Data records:
# # # #

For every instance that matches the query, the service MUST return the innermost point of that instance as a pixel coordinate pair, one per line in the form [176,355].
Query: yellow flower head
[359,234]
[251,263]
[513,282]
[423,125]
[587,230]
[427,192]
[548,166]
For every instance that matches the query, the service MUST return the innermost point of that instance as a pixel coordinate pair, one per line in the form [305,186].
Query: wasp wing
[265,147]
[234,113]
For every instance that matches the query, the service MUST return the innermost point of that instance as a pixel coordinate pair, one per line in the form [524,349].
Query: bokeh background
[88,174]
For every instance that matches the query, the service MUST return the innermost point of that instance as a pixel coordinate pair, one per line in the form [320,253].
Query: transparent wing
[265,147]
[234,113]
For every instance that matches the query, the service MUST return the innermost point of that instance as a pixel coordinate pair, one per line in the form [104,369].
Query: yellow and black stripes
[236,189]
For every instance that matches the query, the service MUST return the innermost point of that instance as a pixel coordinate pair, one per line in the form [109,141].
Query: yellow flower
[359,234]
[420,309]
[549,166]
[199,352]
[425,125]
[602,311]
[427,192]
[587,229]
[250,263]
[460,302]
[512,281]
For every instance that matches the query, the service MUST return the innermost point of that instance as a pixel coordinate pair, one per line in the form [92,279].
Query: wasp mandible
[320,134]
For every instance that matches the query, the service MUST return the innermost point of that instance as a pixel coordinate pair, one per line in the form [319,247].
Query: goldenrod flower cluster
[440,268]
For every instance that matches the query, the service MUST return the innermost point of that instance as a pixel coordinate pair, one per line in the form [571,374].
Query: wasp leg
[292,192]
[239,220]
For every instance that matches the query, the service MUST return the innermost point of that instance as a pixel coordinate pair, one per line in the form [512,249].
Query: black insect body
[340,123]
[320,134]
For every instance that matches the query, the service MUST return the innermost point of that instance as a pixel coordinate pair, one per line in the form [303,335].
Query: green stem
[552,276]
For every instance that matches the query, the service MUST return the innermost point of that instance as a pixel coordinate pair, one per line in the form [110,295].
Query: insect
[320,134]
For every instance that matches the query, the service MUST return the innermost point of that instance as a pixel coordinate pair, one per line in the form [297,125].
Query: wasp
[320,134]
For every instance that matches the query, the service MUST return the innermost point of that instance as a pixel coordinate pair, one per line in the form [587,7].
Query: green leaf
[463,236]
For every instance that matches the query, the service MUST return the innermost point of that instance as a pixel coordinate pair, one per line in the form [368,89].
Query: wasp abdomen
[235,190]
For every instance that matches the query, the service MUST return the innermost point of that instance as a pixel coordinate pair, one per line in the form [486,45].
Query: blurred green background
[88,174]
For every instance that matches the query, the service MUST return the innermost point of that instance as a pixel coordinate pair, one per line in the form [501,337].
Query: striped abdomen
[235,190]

# # # #

-- Required work --
Transcribe each record above exactly. Skip none.

-- The completed task --
For every instance that matches the query, the service MUST return the innermost point of that instance as a pixel coordinate pair, one per line in the form [176,355].
Query: yellow flower head
[359,234]
[251,263]
[513,282]
[423,125]
[587,230]
[427,192]
[548,166]
For every instance that matches the query, the service MUST return the innermost point of that instance as a pixel coordinate pair, one per line in the form [305,186].
Query: wasp wing
[265,147]
[234,113]
For every instance that matches the query, the service MUST return the innermost point of that instance as a pixel coordinate pair, one per line in the form [524,349].
Query: bokeh background
[88,174]
For every instance that matches the query, the service MUST return the innermost point of that instance as a pixel coordinate pair, one per line in the form [320,253].
Query: transparent wing
[265,147]
[234,113]
For every instance that matches the query, the service MUST return the innermost point of that instance as a pixel coordinate pair, one per line in the form [104,369].
Query: yellow and black stripes
[236,189]
For every instance that matches the query, the service MUST return the innermost point of that instance as a pixel coordinate pair, one per line in the form [109,141].
Query: yellow flower
[359,234]
[420,309]
[549,166]
[199,352]
[425,125]
[602,311]
[427,192]
[587,229]
[250,263]
[460,302]
[512,281]
For every instance that matches the query, the service MUST return the innermost point of that instance as a pixel coordinate pair, one per line in the form [92,279].
Query: wasp mandible
[320,134]
For every instance that matches the query, the service MUST return the innermost point of that instance as a pixel coordinate pair, one per line in the form [319,247].
Query: goldenrod flower cluster
[440,268]
For every instance that matches the query, the service MUST return the innermost point of that instance as a pixel coordinate pair, one per line in the form [571,374].
Query: wasp leg
[292,192]
[239,220]
For every instance that matches the query, the service MUST return the innermost point of that instance as a pixel coordinate pair, one per line in the form [512,249].
Query: black insect body
[340,123]
[320,134]
For every instance that matches the query, the service MUST return the innermost point of that instance as a pixel coordinate pair, one per line in the form [303,335].
Query: green stem
[552,276]
For every instance that matches the query, the service MUST return the innermost point of that instance as a pixel coordinate pair, one per line in the form [110,295].
Query: insect
[320,134]
For every instance that matches the query, the service MUST return the innermost point of that instance as a pixel coordinate pair, one per line in the form [297,125].
Query: wasp
[320,134]
For every instance that matches the query, the service MUST return the innermost point of that instance as a pixel coordinate pair, one per line in the form [587,7].
Query: green leaf
[463,236]
For every instance that matches the query, the service MUST return the innermost point of that instance as a pixel coordinate pair, one per line in the form [368,89].
Query: wasp abdomen
[235,190]
For every instance that matches the query, the service MUST return the innermost point of that instance as a pixel coordinate pair, one per line in the form [486,45].
Query: blurred green background
[88,174]
For every instance that matches the query, the service MUST return the innermost point of that instance as a pixel coordinate pair, one per line in the form [501,337].
Query: striped abdomen
[235,190]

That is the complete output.